▶ [Task description]: Summarize the piece on church health in two sentences.

▶ [Provided text]:
BEGIN

Is your church healthy? Can you invite new neighbors to attend your church with total confidence they will find a healthy environment? Will involvement in your congregation promote healthy spiritual growth in children and teenagers? How about single adults of all ages? Young couples and families? People nearing the end of life’s journey? As strangers park their cars and begin to walk toward the unfamiliar territory of your place of worship, what will they feel? Joy and love? Excitement and unity? Will they be uneasy, not knowing where to go or what to do? 
 
A healthy church values the call to ministry (Romans 10:1, 9-18)—Have you seen any beautiful feet lately? What is your congregation’s attitude toward the ministry? Do you appreciate that your minister is called of God? Or is your minister a “hireling” paid to get things done, but never really respected or included as part of the family? Is your minister’s greatest effort directed at taking care of the flock as a pastor (paid elder), or is your minister’s concentration devoted to winning people to faith in Christ?
 
A healthy church relies on The Book (2 Timothy 3:14-17)—If the Bible is truly our only source of authority for faith and practice, we need to learn it and apply it.
 
A healthy church promotes loving relationships—God calls his people to promote strong relationships that make for a healthy home, healthy church, and a healthy life. Remember Ephesians 4:2 and Galatians 6:2.
 
A healthy church keeps the main thing, the main thing—God requires a healthy church to focus all energy on the supremacy of Christ.
 
A healthy church is united (John 17:20, 23)—When Jesus prayed for future generations…he prayed that his people would be one, united so that the world would believe in him.

END

▶ [Recorded data]:
BEGIN

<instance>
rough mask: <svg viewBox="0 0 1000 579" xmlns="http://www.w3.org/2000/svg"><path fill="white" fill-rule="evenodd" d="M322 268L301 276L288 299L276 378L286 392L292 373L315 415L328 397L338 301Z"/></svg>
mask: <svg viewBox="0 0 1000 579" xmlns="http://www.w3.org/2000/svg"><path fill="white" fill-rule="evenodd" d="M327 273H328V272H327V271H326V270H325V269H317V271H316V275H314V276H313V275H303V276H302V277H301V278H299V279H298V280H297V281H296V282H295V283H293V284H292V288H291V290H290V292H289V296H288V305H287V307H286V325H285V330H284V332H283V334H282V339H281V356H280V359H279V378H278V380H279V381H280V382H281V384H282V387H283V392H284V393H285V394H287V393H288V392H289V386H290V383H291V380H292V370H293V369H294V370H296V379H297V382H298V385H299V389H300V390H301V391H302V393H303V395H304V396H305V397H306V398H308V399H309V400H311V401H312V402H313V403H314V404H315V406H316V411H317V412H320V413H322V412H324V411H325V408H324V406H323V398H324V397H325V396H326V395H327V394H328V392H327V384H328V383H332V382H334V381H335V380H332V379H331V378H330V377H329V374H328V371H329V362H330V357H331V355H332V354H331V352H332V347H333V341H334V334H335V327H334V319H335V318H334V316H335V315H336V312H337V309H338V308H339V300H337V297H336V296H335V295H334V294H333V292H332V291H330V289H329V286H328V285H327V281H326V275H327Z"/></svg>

END

▶ [Final answer]: The piece asks readers whether their church is healthy, including whether new neighbors and people of every age would find a healthy environment there and what strangers arriving for the first time would feel. It then describes a healthy church as one that values the call to ministry, relies on the Bible, promotes loving relationships, focuses all energy on the supremacy of Christ, and is united.